Directions:
Copy the whole listing verbatim.

Provided records:
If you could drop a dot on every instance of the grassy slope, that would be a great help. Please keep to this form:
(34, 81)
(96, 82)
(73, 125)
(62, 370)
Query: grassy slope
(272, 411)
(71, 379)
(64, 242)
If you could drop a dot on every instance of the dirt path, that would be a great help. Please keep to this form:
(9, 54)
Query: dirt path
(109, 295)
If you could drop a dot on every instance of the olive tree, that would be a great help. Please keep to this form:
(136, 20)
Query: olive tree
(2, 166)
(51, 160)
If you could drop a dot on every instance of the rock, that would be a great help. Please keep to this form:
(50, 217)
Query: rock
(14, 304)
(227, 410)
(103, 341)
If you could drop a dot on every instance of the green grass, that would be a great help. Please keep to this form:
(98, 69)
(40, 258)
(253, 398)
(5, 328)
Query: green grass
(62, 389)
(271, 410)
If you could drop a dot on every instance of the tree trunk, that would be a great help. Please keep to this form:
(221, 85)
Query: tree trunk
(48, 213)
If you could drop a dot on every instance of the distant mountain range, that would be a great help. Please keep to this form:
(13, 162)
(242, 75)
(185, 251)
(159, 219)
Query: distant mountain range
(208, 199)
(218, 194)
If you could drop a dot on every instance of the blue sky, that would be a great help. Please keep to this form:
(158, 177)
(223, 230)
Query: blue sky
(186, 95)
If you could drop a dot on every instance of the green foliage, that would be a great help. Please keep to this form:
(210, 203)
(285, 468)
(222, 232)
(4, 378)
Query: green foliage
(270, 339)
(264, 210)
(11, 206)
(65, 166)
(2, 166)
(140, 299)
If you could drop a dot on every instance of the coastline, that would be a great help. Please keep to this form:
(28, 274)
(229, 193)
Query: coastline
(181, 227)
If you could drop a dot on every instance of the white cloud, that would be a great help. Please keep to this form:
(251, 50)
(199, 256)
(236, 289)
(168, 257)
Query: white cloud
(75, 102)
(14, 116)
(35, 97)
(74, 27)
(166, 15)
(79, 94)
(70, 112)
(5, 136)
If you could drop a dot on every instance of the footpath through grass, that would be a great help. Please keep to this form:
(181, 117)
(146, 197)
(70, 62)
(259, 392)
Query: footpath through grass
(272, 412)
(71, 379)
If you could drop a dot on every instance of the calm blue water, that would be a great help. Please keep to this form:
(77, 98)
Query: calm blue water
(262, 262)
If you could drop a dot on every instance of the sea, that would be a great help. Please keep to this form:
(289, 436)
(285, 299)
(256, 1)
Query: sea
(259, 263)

Result below:
If you could drop a dot on every instance of the grassy slope, that would be a great help. Please keep to this form:
(34, 81)
(96, 82)
(73, 125)
(62, 370)
Query: grassy slope
(272, 411)
(71, 379)
(64, 242)
If you could drop a dot on every instance of the dirt path, that would be a great help. Please keep to this form:
(9, 54)
Query: dirt path
(109, 295)
If you could drop a dot on every instance of the olive tree, that would be a great help. Please keep to this form:
(136, 20)
Query: olive tree
(2, 166)
(51, 160)
If you could drop a dot on every instance of the rock, that would be a great help. Please keep to this form:
(50, 217)
Query: rock
(14, 304)
(227, 410)
(103, 341)
If you could drop a dot on every instance of the green grass, that would be a great help. Please keep to this form:
(98, 69)
(40, 258)
(253, 398)
(5, 328)
Query: green grass
(62, 389)
(271, 410)
If you could drop a dot on every instance of the tree trunk, that would be a great help. Please keep to this form:
(221, 85)
Query: tree trunk
(48, 213)
If you could drop a dot on every instance of the distant mountain range, that would be a great help. Please keep to this form:
(13, 162)
(242, 75)
(185, 251)
(159, 219)
Query: distant mountain range
(208, 199)
(218, 194)
If you could drop a dot on every instance of the blue sky, that would be a great help. Please keep to this form:
(158, 177)
(223, 230)
Query: blue sky
(186, 95)
If you could drop a dot on every instance of the green foliage, that would be a great help. Please keep to this form:
(210, 203)
(285, 468)
(222, 232)
(4, 378)
Query: green foliage
(270, 339)
(264, 210)
(11, 206)
(65, 166)
(2, 166)
(140, 299)
If you could drop a dot on every instance of the coastline, that would be a great help. Please keep to this form:
(28, 274)
(229, 193)
Query: coastline
(181, 227)
If you could drop a dot on every instance of the white cloud, that would be a great help. Please keep to this form:
(251, 50)
(199, 256)
(236, 289)
(168, 257)
Query: white cloud
(75, 102)
(14, 116)
(35, 97)
(74, 27)
(166, 15)
(79, 94)
(70, 112)
(5, 136)
If you could drop a dot on every instance of the footpath through grass, that would be a great help. Please keep to this form:
(181, 117)
(146, 197)
(70, 62)
(259, 392)
Query: footpath through grass
(272, 412)
(71, 379)
If you could drop a dot on every instance of the calm blue water, that would be a great help. Please keep to this form:
(77, 98)
Query: calm blue water
(262, 262)
If you could drop a dot on every instance of the sea, that would be a great help. Please keep to this form:
(289, 436)
(285, 299)
(256, 1)
Query: sea
(259, 263)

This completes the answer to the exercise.